» **Given records**

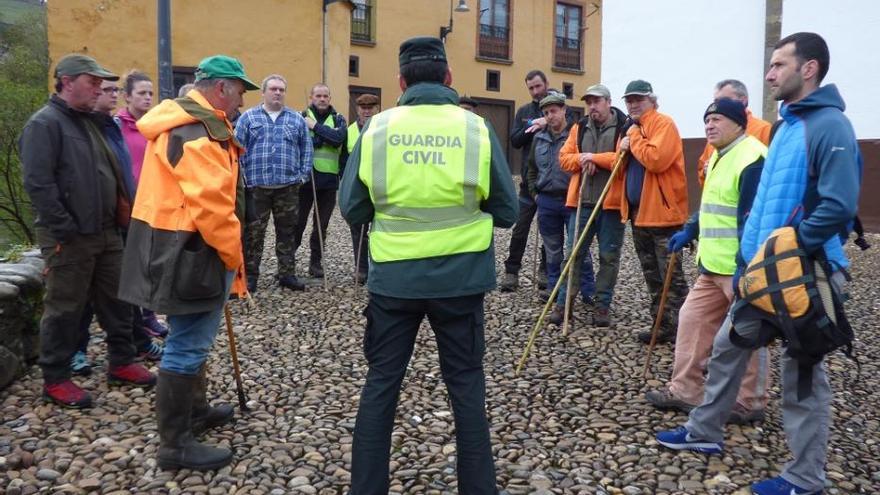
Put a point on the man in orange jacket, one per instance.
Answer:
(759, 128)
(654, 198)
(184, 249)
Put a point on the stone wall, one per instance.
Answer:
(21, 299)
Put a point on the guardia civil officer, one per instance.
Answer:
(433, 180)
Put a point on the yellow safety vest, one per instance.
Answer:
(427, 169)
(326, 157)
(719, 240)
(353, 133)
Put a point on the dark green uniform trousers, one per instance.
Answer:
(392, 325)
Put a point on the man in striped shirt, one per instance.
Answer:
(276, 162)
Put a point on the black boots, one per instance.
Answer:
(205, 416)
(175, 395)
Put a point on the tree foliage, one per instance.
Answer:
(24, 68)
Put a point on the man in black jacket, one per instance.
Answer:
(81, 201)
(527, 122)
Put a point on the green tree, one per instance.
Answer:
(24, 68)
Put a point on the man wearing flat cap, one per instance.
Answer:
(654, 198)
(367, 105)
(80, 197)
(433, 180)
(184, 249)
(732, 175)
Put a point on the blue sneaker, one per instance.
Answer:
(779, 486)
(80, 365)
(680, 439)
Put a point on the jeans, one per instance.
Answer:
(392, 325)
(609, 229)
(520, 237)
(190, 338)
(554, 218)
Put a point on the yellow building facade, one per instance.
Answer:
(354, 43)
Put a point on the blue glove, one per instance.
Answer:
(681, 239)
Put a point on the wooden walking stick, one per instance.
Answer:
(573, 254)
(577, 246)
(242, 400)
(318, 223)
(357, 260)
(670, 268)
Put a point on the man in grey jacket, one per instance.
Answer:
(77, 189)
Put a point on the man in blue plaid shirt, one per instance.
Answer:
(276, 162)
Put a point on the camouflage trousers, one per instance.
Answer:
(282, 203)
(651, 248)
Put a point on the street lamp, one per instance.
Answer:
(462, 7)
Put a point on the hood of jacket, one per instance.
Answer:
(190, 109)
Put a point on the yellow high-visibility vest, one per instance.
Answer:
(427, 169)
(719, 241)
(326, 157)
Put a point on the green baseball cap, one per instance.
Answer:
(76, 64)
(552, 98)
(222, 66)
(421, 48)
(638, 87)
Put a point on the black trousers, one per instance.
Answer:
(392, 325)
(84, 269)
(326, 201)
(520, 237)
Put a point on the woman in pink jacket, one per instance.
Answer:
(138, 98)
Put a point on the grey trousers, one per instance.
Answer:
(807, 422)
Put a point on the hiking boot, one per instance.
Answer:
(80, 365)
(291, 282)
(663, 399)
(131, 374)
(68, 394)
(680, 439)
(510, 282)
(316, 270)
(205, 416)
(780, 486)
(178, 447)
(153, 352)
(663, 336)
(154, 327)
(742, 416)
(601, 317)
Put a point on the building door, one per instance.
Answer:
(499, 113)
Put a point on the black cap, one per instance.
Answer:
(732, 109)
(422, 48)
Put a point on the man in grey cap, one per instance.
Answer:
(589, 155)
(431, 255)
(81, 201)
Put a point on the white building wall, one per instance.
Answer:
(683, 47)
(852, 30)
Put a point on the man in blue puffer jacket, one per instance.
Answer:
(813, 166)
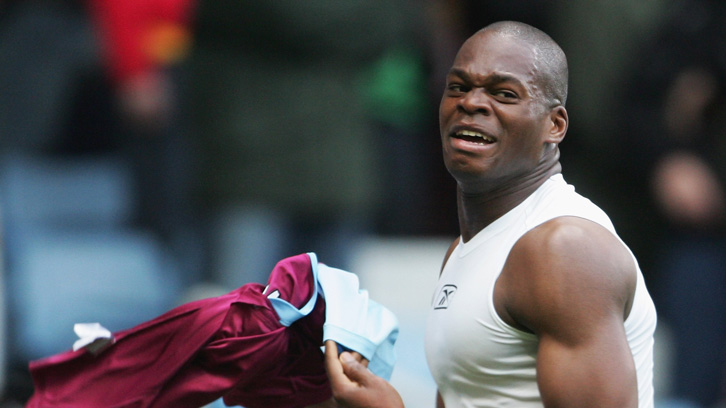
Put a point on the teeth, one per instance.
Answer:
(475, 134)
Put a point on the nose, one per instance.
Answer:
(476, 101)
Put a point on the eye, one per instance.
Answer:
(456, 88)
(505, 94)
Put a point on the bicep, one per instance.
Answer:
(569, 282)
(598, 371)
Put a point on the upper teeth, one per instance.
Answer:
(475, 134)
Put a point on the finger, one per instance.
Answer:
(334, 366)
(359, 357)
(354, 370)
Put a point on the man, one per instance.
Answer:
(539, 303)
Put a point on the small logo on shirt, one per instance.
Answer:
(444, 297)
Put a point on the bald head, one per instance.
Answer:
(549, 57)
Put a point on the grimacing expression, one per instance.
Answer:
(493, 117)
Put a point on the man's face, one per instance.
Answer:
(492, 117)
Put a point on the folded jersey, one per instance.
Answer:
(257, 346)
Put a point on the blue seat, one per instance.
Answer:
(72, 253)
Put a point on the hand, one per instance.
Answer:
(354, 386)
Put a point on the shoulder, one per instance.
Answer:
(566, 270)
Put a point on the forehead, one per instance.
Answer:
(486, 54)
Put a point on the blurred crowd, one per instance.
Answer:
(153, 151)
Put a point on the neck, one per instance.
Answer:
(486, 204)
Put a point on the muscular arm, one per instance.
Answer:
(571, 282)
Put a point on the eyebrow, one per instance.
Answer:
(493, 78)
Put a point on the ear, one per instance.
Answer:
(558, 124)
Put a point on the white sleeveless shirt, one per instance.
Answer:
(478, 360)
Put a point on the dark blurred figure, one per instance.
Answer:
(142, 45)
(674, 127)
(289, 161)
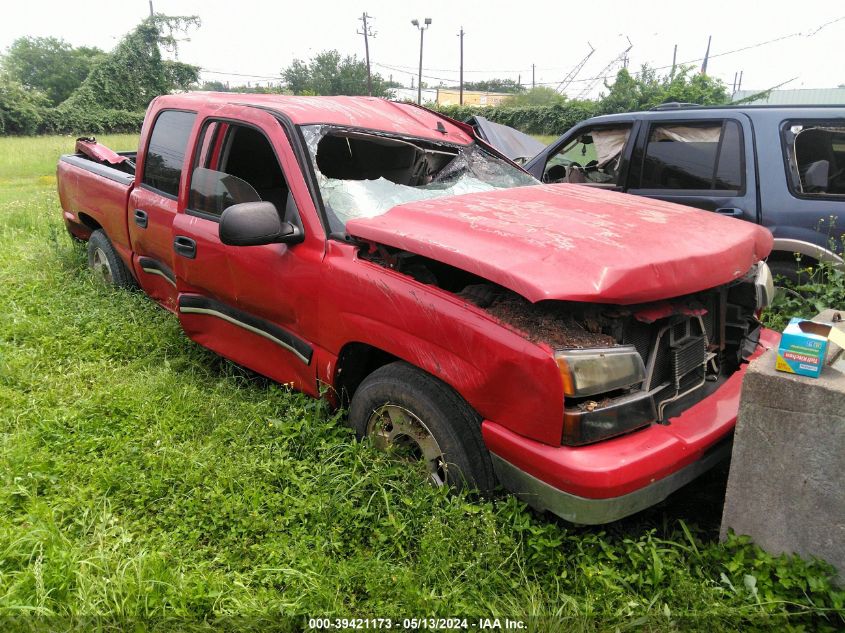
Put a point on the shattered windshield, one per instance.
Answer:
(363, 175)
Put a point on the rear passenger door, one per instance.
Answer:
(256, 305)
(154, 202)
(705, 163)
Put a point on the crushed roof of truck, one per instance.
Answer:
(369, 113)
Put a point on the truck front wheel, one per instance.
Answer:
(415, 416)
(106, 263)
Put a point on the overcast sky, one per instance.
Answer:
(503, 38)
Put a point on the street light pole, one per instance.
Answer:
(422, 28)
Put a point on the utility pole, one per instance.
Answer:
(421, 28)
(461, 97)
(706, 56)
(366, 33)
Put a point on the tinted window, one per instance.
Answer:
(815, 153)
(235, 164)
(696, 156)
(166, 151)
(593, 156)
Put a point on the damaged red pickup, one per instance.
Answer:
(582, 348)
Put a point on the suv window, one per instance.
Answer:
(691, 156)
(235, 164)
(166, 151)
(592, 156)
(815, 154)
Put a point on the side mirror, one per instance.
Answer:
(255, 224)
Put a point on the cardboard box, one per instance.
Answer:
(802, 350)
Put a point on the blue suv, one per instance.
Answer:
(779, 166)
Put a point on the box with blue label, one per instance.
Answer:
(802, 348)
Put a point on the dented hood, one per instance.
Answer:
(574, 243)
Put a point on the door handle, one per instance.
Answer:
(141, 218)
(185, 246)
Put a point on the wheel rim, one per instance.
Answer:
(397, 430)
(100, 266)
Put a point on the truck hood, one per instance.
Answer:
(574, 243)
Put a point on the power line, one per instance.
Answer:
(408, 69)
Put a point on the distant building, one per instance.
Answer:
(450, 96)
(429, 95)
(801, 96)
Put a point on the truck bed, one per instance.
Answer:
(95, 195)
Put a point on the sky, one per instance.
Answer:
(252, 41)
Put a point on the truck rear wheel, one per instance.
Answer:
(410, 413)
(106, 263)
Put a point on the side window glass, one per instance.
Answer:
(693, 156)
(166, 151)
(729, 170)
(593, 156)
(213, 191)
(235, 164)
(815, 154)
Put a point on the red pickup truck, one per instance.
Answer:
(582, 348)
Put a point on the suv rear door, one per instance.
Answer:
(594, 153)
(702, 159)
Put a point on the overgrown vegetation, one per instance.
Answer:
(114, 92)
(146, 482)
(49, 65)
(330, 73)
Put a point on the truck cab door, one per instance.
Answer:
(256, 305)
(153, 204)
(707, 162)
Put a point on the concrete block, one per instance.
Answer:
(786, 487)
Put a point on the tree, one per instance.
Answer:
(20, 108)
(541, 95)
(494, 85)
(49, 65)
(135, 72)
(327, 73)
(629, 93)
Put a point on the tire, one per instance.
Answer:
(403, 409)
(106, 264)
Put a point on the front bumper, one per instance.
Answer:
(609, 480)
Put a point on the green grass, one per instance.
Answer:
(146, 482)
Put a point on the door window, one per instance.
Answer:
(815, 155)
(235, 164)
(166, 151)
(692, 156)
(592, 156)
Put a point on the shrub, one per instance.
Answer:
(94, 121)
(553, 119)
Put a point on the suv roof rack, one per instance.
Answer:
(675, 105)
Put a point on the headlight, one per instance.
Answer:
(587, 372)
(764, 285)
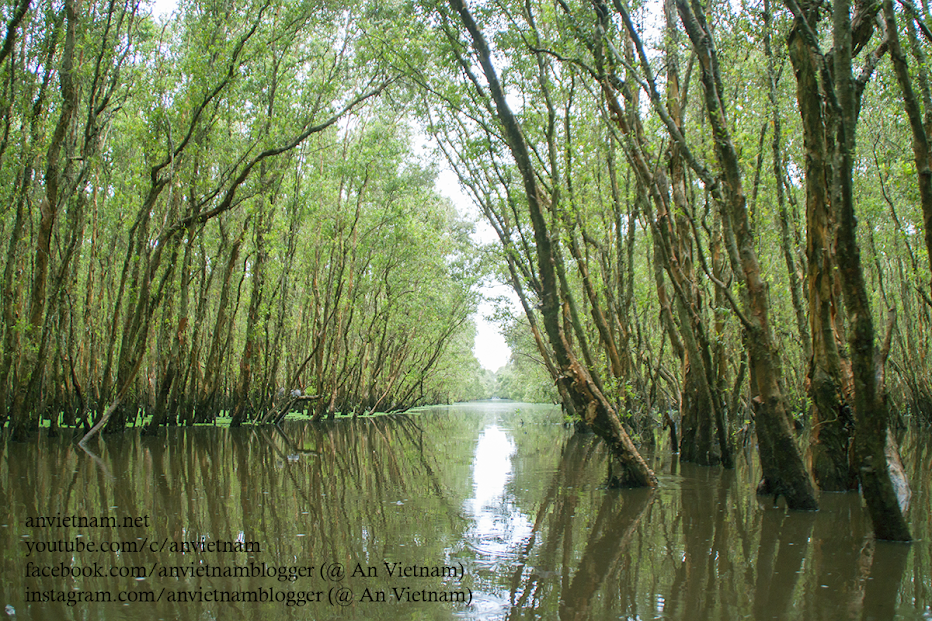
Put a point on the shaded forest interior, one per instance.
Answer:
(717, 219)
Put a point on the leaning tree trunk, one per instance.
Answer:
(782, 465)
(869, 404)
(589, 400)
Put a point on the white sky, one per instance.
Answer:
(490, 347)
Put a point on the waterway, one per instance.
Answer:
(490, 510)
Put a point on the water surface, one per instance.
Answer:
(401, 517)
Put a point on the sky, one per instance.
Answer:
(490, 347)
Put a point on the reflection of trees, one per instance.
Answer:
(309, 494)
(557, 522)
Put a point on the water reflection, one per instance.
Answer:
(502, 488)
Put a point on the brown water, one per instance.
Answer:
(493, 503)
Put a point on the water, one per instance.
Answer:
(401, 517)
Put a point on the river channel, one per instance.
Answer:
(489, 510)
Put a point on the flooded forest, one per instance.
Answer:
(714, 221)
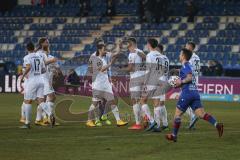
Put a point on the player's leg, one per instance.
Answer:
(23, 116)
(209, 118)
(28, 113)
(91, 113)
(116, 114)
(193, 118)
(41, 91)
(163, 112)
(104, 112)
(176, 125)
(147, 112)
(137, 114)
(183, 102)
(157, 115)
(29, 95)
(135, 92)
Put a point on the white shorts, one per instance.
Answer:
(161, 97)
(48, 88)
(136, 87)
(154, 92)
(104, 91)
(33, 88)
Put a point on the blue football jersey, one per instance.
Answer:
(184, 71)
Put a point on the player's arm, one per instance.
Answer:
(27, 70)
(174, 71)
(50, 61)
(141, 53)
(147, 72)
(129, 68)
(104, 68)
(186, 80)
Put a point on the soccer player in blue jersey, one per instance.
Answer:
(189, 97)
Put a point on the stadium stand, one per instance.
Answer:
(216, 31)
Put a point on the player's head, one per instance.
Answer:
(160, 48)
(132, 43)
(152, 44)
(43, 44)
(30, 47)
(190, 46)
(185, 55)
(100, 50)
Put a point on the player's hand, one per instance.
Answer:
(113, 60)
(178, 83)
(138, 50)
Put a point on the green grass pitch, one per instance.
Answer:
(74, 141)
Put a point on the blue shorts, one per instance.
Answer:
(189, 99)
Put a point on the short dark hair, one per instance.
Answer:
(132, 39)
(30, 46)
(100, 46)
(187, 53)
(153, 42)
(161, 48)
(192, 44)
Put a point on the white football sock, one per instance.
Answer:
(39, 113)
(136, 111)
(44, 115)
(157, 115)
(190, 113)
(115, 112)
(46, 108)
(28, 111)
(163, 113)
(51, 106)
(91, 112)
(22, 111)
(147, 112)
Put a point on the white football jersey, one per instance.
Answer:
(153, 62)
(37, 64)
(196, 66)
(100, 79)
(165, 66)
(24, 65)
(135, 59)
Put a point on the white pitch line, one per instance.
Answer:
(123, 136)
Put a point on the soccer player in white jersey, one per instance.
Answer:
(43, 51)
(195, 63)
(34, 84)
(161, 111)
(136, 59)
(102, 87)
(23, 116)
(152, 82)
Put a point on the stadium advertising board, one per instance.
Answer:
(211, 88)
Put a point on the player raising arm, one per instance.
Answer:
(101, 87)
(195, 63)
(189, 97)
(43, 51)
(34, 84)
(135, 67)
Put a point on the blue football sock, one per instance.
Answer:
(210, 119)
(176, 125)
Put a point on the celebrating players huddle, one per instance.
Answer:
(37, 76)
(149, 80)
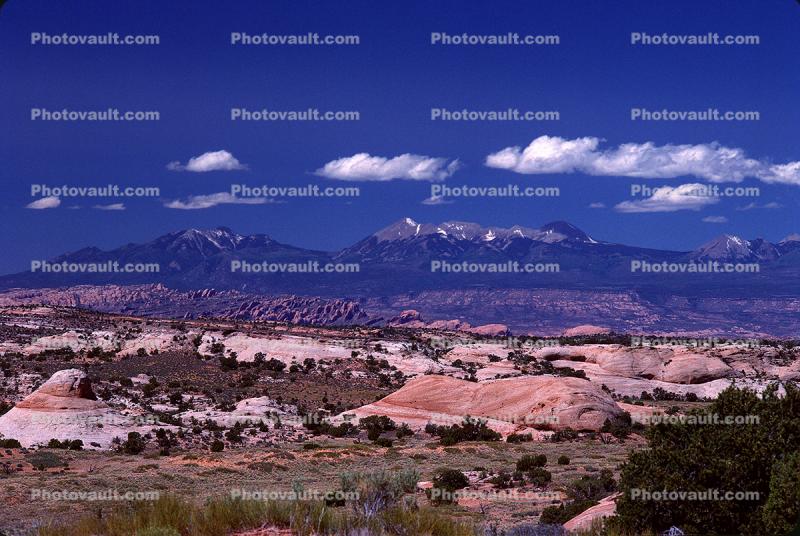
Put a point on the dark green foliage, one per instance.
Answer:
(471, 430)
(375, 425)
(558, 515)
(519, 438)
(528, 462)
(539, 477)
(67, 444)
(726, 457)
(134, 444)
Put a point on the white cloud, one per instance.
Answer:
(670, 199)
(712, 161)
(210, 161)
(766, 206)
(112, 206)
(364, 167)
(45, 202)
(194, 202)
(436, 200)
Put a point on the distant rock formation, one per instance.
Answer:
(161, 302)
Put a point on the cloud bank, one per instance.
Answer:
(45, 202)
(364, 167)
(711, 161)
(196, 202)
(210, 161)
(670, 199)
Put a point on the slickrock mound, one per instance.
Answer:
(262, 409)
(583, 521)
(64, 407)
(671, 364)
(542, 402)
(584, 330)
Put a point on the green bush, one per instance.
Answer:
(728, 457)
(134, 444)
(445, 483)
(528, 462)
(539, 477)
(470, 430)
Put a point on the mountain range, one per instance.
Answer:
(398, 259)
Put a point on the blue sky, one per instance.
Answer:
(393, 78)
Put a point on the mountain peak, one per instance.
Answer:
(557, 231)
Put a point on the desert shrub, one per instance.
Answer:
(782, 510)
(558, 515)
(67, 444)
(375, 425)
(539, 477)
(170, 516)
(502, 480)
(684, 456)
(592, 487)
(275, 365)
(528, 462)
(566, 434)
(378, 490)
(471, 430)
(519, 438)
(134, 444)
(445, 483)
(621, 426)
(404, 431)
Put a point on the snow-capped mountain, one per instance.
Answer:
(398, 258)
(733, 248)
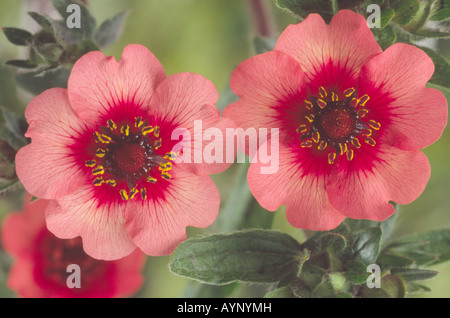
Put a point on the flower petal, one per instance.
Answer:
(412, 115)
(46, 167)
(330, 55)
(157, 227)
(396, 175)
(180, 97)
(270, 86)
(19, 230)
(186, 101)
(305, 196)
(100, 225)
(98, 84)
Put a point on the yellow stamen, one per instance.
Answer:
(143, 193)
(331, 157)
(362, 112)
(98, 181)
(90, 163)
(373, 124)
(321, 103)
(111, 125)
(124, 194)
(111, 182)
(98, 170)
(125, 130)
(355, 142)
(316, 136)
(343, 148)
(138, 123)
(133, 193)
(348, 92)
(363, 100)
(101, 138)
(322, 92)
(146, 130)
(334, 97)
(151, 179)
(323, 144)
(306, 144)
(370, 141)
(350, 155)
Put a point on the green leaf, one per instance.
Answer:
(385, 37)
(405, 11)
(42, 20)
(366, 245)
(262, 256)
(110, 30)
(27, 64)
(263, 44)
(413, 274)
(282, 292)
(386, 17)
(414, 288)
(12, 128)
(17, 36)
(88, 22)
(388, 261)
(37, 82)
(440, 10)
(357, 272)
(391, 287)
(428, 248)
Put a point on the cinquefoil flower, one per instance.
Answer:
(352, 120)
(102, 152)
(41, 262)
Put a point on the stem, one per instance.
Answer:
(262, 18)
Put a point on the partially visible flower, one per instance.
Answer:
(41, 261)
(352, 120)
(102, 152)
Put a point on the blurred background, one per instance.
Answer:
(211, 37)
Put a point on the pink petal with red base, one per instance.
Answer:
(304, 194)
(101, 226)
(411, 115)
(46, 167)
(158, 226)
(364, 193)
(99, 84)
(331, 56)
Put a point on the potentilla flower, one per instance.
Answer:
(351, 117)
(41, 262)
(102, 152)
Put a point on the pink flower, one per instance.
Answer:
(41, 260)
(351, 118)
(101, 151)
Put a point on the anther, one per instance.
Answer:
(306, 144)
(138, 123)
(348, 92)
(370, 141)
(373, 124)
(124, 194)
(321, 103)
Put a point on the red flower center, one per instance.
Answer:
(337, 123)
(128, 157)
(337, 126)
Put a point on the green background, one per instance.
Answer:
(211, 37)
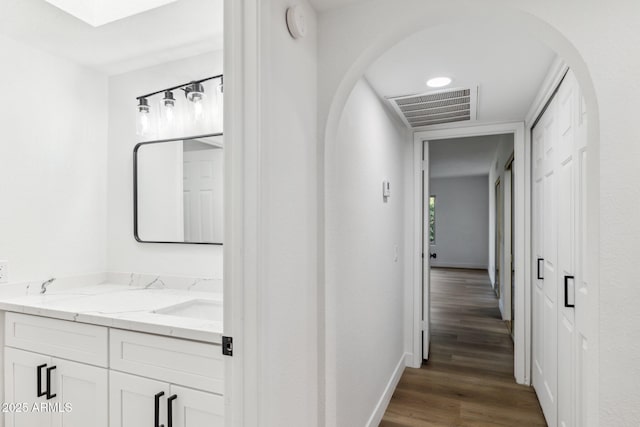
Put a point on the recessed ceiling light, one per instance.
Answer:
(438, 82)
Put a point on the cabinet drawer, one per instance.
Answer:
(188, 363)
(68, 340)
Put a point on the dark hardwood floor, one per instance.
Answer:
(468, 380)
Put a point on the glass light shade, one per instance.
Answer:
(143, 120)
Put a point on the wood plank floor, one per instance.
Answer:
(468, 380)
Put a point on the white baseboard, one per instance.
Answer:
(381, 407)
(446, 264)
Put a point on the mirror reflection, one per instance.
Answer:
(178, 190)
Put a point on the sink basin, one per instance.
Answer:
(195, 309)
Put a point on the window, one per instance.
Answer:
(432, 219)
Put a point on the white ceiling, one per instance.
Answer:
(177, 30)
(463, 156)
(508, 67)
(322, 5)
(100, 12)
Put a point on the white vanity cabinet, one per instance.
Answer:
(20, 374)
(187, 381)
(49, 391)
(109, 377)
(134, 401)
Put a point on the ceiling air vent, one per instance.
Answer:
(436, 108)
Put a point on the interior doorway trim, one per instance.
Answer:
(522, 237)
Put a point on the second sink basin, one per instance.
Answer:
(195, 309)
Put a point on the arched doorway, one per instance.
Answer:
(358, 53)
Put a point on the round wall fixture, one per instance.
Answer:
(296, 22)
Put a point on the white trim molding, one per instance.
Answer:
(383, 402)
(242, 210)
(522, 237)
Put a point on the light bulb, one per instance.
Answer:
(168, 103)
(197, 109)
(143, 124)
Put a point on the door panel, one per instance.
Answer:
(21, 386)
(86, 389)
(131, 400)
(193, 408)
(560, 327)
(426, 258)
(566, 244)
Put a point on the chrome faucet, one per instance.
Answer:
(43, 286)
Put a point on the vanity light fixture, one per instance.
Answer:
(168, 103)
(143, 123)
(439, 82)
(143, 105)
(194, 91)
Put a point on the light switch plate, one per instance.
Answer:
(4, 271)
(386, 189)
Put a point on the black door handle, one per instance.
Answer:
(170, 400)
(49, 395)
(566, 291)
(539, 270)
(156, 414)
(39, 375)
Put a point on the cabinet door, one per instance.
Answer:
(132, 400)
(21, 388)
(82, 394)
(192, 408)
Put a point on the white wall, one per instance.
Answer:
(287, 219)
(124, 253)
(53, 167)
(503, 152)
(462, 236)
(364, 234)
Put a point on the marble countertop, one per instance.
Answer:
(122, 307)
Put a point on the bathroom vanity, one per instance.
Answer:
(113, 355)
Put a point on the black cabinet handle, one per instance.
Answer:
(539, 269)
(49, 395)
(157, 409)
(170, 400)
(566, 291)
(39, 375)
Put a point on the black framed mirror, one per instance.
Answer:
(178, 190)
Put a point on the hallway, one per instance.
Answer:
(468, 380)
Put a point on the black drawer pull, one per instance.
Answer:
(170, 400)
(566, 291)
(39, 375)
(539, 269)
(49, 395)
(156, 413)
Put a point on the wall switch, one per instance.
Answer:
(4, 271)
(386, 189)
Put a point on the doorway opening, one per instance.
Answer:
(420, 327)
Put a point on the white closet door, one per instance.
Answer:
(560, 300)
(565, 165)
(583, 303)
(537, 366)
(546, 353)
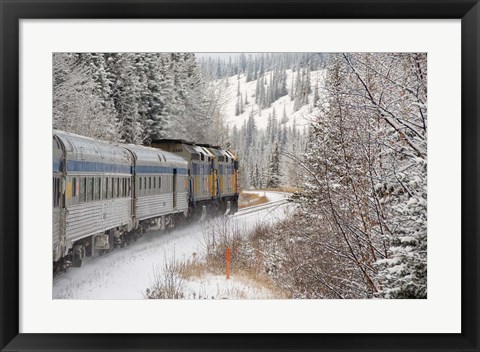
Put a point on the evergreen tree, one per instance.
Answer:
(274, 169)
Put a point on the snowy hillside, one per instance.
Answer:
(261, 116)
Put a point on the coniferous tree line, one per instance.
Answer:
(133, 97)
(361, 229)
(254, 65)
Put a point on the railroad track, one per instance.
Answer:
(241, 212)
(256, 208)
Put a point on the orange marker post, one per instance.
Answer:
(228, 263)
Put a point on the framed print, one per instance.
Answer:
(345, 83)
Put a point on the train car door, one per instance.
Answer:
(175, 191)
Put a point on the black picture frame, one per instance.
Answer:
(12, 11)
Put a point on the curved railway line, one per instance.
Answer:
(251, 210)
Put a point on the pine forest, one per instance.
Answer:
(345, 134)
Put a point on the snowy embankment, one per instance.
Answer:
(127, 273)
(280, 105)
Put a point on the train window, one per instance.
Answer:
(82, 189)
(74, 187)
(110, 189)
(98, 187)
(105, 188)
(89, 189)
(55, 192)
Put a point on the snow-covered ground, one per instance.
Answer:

» **Task**
Leave out all pictures and output each line exactly, from the top of the records through the line that holds "Put a point on the black trousers, one".

» **Task result**
Put a point on the man in orange jacket, one per instance.
Answer:
(759, 128)
(654, 198)
(184, 249)
Put a point on the stone wall, one per instance.
Answer:
(21, 299)
Put a point on the guardia civil officer, one per instance.
Answer:
(433, 180)
Put a point on the yellow safety vest, one per instance.
Answer:
(427, 169)
(326, 157)
(719, 240)
(353, 133)
Put a point on the dark green uniform trousers, one per instance.
Answer:
(392, 325)
Put a point on the man in striped shirt, one per instance.
Answer:
(276, 162)
Put a point on the black boots, one per instance.
Answer:
(205, 416)
(175, 395)
Put a point on the tree foliage, one per instance.
Answer:
(24, 68)
Put a point on the man in black jacket, one per instance.
Answer:
(81, 201)
(527, 122)
Put a point on the green tree, one per instance.
Answer:
(24, 68)
Put a point on the man wearing flat cap, one per instance.
Answer:
(654, 198)
(367, 105)
(80, 197)
(433, 180)
(184, 249)
(732, 175)
Put a point on the blue sneaker, one per instance.
Answer:
(779, 486)
(80, 365)
(680, 439)
Put a point on the jeans, one per instance.
Answer:
(392, 325)
(609, 229)
(520, 237)
(190, 338)
(554, 218)
Put a point on the yellow building facade, one per instance.
Answer:
(354, 43)
Put a point on the blue glove, one per instance.
Answer:
(681, 239)
Put a point on the wooden walking stick, one per instance.
Answer:
(573, 254)
(577, 246)
(242, 400)
(318, 223)
(357, 260)
(670, 268)
Put a point on the man in grey jacket, one per instance.
Answer:
(77, 189)
Put a point on the man in blue plaid shirt, one per instance.
Answer:
(276, 162)
Put a point on the camouflage trousers, one per instance.
Answer:
(282, 203)
(651, 248)
Put a point on the street lamp, one per instance.
Answer:
(462, 7)
Put a point on the hood of jacket, one per instance.
Answer:
(190, 109)
Put a point on the yellow high-visibility vest, one per instance.
Answer:
(427, 169)
(719, 241)
(326, 157)
Put a point on the green baseball cap, one per instance.
Answer:
(76, 64)
(552, 98)
(222, 66)
(421, 48)
(638, 87)
Put a point on the black trousers, one per instance.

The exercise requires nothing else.